*Material for the task*:
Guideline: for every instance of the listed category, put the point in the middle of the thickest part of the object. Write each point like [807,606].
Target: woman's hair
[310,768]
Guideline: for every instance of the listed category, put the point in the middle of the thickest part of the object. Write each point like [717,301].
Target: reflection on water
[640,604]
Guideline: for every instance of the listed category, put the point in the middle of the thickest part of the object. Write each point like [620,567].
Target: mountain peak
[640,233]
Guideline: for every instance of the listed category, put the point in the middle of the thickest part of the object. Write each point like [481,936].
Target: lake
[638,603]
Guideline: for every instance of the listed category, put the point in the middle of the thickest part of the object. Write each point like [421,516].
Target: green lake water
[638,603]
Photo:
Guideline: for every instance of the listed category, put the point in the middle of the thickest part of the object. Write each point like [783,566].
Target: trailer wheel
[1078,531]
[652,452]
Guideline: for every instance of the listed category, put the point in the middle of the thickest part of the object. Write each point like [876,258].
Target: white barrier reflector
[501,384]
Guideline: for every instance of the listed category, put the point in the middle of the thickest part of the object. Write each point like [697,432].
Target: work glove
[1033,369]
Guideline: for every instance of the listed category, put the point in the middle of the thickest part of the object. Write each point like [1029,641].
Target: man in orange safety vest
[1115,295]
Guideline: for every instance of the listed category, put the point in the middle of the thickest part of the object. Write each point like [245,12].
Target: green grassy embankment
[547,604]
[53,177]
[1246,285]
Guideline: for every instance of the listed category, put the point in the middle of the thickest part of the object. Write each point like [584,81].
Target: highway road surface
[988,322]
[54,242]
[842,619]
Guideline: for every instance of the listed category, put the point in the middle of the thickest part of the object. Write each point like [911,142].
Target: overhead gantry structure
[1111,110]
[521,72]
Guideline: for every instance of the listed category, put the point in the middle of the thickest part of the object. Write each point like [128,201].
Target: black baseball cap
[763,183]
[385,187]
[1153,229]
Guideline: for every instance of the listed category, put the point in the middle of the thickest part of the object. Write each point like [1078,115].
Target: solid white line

*What is being asked*:
Render the lines above as a Markdown table with the columns "No." and "Line", numbering the rows and skipping any blank lines.

*Solved problem*:
| No. | Line |
|---|---|
| 1 | Guideline: for every instance of the listed category, put the point in the middle of the thickest part of the object. Write each point like [807,606]. |
| 2 | Target: woman's hair |
| 3 | [310,768] |
| 4 | Guideline: for every instance of the listed category, put the point in the middle of the thickest part of the object. Write each point like [717,301]. |
| 5 | Target: reflection on water |
| 6 | [640,604] |
| 7 | Guideline: for every instance of the listed category, put the point in the middle of the thickest part of the object. Write each point like [620,567]. |
| 8 | Target: mountain peak |
| 9 | [640,233] |
| 10 | Guideline: for every instance of the listed category, put the point in the middle of the thickest part of the object. Write each point like [481,936]. |
| 11 | Target: lake |
| 12 | [638,603] |
| 13 | Guideline: for every instance of the listed category, put the point in the middle of the thickest part of the object. Write each point like [421,516]. |
| 14 | Target: green lake water |
| 15 | [638,603] |
| 16 | Photo: |
| 17 | Guideline: for every instance of the listed category, put the point in the middle of the thickest part of the object. Write each point like [783,566]. |
| 18 | Target: trailer wheel |
| 19 | [1078,531] |
| 20 | [652,452] |
| 21 | Guideline: for every instance of the listed category, put the point in the middle of the thickest part of the object. Write each point like [876,258]. |
| 22 | Target: white barrier reflector |
| 23 | [501,384] |
| 24 | Guideline: for every instance of the listed category, put the point in the middle of the thickest part of the object. Write each point like [697,432]. |
| 25 | Target: work glove |
| 26 | [1033,369] |
| 27 | Guideline: for every instance of the listed category, put the point in the middle of the thickest part of the object. Write each point like [1029,641]. |
| 28 | Target: man in orange safety vest |
| 29 | [1115,295] |
| 30 | Guideline: for every instance of the listed category, put the point in the middle of the thickest part of the object. Write each point like [245,12]. |
| 31 | Target: green grassy embankment |
| 32 | [547,604] |
| 33 | [53,177] |
| 34 | [1246,285] |
| 35 | Guideline: for every instance of the listed category, put the point in the middle of the thickest part of the object. Write each point like [584,81]. |
| 36 | Target: highway road surface |
| 37 | [988,322] |
| 38 | [54,242] |
| 39 | [842,619] |
| 40 | Guideline: for every instance of the listed category, put the point in the middle of the thickest part of the object. Write each point like [911,142]. |
| 41 | Target: overhead gantry structure |
| 42 | [1111,110] |
| 43 | [521,72] |
| 44 | Guideline: for every instance of the listed category, put the point in the middle of the thickest part of the object. Write each point like [128,201]. |
| 45 | Target: black baseball cap |
| 46 | [763,183] |
| 47 | [385,187] |
| 48 | [1153,229] |
| 49 | Guideline: for every instance of the listed category, put the point in the middle of the thickest part of the object. Write each point like [1078,115]. |
| 50 | Target: solid white line |